> **Objective**:
Reproduce everything in the code sample from "prune_threshold = 1" down to "prune_threshold = int(arg)".
-- begin Source excerpt --
コード例 #1
0
def candgen_train(args):
    opts, files = getopt(args, 'p:lnc:sd:t:')

    prune_threshold = 1
    parent_lemmas = False
    node_limits = False
    comp_type = None
    comp_limit = None
    comp_slots = False
    tree_classif = False

    for opt, arg in opts:
        if opt == '-p':
            prune_threshold = int(arg)
        elif opt == '-d':
            set_debug_stream(file_stream(arg, mode='w'))
        elif opt == '-l':
            parent_lemmas = True
        elif opt == '-n':
            node_limits = True
        elif opt == '-c':
            comp_type = arg
            if ':' in comp_type:
                comp_type, comp_limit = comp_type.split(':', 1)
                comp_limit = int(comp_limit)
        elif opt == '-t':
            tree_classif = Config(arg)
        elif opt == '-s':
            comp_slots = True

    if len(files) != 3:
        sys.exit("Invalid arguments.\n" + __doc__)
    fname_da_train, fname_ttrees_train, fname_cand_model = files

    log_info('Training candidate generator...')
    candgen = RandomCandidateGenerator({
        'prune_threshold': prune_threshold,
        'parent_lemmas': parent_lemmas,
        'node_limits': node_limits,
        'compatible_dais_type': comp_type,
        'compatible_dais_limit': comp_limit,
        'compatible_slots': comp_slots,
        'tree_classif': tree_classif
    })
    candgen.train(fname_da_train, fname_ttrees_train)
    candgen.save_to_file(fname_cand_model)
-- end Source excerpt --
-- begin Dataset --
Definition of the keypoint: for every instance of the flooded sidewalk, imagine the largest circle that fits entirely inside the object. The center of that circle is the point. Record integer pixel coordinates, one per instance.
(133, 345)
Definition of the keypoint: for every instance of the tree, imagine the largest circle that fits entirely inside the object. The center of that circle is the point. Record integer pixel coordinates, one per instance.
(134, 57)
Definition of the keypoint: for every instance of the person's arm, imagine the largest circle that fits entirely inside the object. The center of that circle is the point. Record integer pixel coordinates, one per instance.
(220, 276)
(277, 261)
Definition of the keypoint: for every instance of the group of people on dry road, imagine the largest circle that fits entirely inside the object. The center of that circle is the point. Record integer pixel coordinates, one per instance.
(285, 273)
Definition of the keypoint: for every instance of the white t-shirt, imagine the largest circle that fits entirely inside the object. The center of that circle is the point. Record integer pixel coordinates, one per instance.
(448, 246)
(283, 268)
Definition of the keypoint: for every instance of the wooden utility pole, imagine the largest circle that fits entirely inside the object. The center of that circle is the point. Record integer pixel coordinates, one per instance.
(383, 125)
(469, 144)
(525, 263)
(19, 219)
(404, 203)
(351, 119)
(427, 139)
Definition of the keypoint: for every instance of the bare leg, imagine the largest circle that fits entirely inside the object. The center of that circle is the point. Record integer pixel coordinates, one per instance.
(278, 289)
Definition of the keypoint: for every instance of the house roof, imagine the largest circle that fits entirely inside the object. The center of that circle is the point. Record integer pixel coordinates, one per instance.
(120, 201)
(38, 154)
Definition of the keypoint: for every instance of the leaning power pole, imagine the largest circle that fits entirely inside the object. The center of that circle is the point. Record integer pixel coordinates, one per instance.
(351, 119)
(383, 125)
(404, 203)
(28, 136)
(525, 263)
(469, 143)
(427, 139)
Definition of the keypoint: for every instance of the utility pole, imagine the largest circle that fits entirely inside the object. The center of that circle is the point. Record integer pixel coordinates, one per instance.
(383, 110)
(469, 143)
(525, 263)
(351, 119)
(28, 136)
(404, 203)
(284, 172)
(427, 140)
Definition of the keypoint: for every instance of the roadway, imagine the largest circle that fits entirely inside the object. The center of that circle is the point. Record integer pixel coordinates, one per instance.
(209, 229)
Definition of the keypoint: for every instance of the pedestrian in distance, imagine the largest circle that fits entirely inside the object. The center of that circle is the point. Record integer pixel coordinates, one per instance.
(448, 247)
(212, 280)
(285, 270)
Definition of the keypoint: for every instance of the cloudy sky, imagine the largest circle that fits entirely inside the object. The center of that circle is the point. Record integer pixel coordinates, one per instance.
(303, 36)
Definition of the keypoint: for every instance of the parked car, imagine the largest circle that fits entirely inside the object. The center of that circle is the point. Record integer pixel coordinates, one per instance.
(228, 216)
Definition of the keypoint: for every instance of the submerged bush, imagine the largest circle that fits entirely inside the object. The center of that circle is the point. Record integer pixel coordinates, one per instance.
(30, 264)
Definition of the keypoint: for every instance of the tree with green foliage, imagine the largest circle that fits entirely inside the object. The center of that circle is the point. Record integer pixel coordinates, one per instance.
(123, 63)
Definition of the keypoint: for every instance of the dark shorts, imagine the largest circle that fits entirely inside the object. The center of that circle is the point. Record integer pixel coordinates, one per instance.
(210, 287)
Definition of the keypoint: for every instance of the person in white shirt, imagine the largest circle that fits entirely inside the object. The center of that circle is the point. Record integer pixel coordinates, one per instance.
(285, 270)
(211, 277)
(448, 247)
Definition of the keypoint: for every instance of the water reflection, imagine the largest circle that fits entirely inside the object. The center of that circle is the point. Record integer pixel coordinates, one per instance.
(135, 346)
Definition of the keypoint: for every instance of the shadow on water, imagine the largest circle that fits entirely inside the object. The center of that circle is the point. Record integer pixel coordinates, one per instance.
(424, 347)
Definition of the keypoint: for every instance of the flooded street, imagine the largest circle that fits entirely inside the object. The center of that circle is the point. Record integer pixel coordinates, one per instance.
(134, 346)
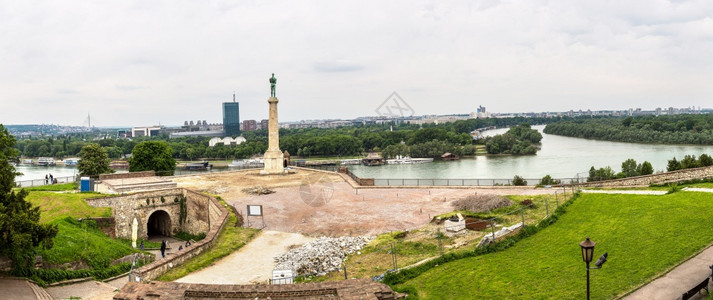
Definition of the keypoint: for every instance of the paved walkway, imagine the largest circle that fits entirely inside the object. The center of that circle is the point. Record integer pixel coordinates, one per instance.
(677, 281)
(253, 263)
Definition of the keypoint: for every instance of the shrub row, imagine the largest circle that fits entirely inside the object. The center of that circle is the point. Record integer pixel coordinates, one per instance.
(528, 230)
(46, 276)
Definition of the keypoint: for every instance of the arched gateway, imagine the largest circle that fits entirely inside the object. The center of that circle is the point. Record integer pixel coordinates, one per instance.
(159, 223)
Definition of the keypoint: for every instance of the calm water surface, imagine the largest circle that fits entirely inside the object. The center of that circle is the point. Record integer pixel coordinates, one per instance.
(560, 157)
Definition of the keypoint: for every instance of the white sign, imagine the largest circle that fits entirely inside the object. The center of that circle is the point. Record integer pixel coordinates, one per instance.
(254, 210)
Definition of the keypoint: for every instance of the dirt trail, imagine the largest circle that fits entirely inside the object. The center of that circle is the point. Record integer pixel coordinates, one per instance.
(253, 263)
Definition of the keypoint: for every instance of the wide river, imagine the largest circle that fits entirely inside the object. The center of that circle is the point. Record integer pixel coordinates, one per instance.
(560, 157)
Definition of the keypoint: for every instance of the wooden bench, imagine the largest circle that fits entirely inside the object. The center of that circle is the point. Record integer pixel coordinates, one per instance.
(695, 290)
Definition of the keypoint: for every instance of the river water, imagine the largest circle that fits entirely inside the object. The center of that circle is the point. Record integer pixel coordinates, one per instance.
(560, 157)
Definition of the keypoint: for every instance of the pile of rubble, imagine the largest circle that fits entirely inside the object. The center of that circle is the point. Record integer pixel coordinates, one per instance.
(321, 256)
(258, 190)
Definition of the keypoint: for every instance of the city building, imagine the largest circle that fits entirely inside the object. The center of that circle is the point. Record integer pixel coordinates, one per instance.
(249, 125)
(231, 118)
(146, 131)
(228, 141)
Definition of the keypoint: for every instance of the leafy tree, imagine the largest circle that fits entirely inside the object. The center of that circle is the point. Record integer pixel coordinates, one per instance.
(645, 168)
(20, 230)
(629, 168)
(673, 165)
(548, 180)
(94, 161)
(152, 155)
(517, 180)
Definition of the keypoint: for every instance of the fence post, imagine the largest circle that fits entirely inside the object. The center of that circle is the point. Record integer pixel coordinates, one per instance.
(492, 228)
(440, 244)
(547, 207)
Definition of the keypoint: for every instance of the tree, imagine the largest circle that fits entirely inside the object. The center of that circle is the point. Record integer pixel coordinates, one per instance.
(645, 168)
(20, 230)
(517, 180)
(152, 156)
(94, 161)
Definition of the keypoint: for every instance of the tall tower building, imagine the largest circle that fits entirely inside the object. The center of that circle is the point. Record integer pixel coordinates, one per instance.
(231, 118)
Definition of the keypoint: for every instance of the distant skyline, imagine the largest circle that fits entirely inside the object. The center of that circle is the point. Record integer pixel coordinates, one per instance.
(137, 63)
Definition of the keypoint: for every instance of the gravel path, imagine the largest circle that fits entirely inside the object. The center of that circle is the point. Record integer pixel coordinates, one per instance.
(253, 263)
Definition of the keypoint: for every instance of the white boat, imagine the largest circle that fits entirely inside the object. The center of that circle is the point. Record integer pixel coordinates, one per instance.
(71, 161)
(400, 160)
(45, 161)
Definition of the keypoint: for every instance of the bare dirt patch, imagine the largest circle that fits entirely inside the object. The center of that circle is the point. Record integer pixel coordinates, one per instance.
(344, 211)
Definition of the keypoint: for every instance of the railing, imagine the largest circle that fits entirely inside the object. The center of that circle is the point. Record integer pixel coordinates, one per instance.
(41, 182)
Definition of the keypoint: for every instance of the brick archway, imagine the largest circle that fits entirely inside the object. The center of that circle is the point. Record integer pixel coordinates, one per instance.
(159, 223)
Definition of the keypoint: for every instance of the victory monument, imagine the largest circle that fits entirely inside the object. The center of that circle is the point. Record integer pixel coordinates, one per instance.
(274, 159)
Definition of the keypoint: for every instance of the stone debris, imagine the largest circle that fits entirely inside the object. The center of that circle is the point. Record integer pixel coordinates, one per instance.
(258, 190)
(455, 223)
(488, 238)
(321, 256)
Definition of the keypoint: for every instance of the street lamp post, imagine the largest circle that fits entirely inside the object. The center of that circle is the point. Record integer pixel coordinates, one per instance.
(587, 255)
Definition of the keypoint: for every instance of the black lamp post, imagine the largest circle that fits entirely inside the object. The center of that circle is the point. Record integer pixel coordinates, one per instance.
(587, 255)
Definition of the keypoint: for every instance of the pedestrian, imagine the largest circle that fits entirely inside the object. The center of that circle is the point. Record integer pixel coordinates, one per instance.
(163, 248)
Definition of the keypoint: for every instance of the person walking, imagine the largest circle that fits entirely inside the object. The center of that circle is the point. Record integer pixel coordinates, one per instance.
(163, 248)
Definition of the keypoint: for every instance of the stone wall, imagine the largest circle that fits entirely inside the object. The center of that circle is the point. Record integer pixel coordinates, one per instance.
(141, 205)
(659, 178)
(156, 268)
(127, 175)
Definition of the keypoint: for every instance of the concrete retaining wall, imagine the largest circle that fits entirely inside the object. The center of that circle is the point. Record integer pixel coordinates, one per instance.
(674, 176)
(158, 267)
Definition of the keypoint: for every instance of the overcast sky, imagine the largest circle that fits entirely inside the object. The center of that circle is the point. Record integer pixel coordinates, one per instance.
(137, 63)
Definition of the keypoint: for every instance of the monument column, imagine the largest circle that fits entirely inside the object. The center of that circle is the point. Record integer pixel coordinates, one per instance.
(273, 156)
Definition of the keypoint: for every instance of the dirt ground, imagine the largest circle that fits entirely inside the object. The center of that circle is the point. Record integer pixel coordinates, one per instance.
(321, 204)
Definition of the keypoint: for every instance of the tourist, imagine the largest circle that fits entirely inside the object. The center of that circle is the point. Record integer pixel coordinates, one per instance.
(163, 248)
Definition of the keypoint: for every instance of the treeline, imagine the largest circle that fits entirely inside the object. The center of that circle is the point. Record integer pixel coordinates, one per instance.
(675, 129)
(518, 140)
(689, 162)
(629, 168)
(423, 140)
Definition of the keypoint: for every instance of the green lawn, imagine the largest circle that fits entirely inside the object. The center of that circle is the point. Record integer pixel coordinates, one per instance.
(59, 205)
(644, 235)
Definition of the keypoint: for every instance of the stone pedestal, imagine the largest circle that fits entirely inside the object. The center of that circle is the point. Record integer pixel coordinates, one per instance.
(274, 159)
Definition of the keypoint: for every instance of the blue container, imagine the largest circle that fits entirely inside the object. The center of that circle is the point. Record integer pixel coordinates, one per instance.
(85, 184)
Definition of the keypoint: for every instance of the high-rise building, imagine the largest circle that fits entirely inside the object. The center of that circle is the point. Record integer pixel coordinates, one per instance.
(231, 118)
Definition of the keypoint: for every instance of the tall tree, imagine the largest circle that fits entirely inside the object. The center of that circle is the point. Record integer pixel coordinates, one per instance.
(152, 156)
(94, 161)
(20, 230)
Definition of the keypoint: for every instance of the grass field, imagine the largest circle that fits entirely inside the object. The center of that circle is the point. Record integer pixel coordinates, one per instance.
(644, 236)
(59, 205)
(229, 240)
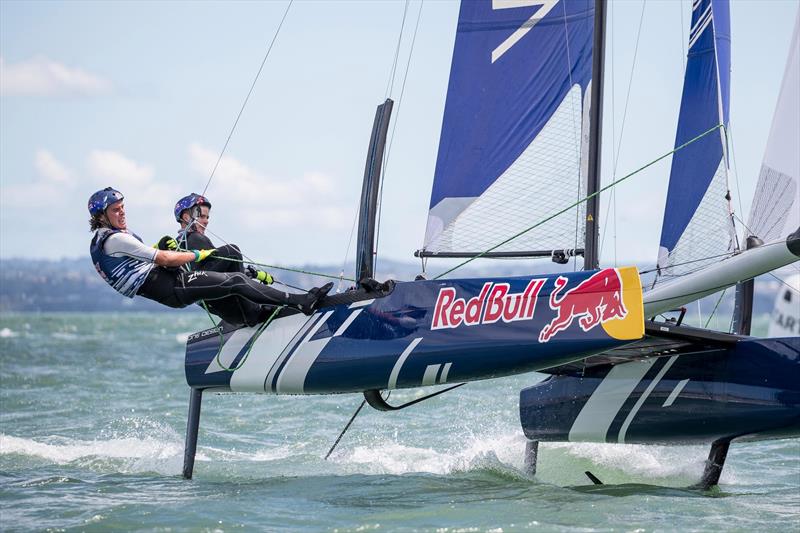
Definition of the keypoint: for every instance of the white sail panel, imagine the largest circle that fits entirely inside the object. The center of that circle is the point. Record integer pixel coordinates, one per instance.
(709, 236)
(545, 179)
(698, 228)
(776, 205)
(509, 151)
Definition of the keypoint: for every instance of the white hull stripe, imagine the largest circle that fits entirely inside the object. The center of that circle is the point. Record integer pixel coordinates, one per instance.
(675, 392)
(251, 371)
(443, 378)
(347, 322)
(293, 376)
(624, 429)
(429, 378)
(598, 413)
(288, 349)
(232, 347)
(399, 364)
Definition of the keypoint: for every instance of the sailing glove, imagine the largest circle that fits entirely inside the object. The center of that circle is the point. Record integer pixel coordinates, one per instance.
(167, 243)
(200, 255)
(260, 275)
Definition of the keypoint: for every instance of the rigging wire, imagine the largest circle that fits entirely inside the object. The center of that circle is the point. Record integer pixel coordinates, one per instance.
(784, 282)
(391, 138)
(622, 129)
(390, 83)
(582, 200)
(389, 86)
(683, 36)
(576, 137)
(252, 86)
(713, 310)
(250, 261)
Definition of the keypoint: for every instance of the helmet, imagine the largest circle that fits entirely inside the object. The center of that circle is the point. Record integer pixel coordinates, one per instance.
(188, 202)
(99, 201)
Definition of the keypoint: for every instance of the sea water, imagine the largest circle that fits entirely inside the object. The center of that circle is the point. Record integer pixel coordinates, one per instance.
(93, 414)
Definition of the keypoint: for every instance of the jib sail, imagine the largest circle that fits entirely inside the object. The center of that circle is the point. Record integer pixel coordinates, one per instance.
(697, 228)
(515, 127)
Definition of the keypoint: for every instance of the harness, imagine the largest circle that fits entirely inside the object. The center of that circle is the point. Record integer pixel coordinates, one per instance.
(125, 274)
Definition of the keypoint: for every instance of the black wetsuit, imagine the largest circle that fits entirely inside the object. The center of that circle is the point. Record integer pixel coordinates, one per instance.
(128, 266)
(227, 259)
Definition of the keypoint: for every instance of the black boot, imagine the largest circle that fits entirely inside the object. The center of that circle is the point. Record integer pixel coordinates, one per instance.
(313, 299)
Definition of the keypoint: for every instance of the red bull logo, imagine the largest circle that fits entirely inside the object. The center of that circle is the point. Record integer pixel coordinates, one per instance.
(593, 301)
(492, 304)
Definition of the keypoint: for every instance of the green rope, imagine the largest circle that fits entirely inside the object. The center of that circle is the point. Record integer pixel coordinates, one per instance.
(587, 198)
(275, 267)
(258, 333)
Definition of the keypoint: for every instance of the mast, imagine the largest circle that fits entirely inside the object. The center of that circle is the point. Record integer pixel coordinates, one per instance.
(591, 260)
(365, 250)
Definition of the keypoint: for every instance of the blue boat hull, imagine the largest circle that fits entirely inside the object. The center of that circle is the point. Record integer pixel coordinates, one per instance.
(425, 333)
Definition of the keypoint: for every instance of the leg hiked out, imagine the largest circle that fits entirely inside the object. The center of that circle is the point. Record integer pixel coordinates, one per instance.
(199, 285)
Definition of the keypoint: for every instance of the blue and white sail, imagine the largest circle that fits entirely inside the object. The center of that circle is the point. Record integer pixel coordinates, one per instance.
(515, 127)
(775, 211)
(698, 228)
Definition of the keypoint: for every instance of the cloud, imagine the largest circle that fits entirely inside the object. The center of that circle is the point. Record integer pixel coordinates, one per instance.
(54, 182)
(310, 199)
(136, 180)
(117, 167)
(41, 76)
(51, 169)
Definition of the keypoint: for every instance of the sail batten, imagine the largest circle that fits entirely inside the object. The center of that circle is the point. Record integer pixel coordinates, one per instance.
(512, 134)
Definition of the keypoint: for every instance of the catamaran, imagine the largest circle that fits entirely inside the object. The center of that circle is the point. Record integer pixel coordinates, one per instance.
(517, 175)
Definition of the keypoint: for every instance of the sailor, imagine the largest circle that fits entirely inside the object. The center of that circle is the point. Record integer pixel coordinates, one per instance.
(192, 213)
(133, 268)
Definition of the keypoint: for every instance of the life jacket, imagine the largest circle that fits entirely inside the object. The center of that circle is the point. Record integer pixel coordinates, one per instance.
(124, 274)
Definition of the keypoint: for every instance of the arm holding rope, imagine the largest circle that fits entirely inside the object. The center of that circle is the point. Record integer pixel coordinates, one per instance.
(174, 259)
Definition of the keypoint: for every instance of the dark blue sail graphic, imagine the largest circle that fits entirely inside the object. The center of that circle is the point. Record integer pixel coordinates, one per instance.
(704, 104)
(514, 62)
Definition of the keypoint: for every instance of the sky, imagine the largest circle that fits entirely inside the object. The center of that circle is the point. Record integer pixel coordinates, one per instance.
(142, 96)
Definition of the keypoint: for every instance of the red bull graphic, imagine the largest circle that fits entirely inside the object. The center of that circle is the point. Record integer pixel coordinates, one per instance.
(593, 301)
(492, 304)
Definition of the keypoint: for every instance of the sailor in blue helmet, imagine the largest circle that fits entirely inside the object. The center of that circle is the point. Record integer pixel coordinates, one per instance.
(192, 212)
(133, 268)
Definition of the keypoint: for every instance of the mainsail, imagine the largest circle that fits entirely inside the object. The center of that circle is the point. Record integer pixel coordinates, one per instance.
(776, 205)
(514, 138)
(697, 227)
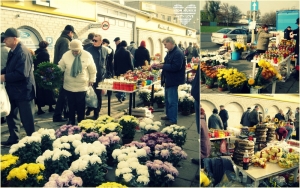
-- end Dataset --
> **Problem solution**:
prune_threshold = 1
    parent_lemmas = False
    node_limits = False
    comp_type = None
    comp_limit = None
    comp_slots = False
    tree_classif = False

    for opt, arg in opts:
        if opt == '-p':
            prune_threshold = int(arg)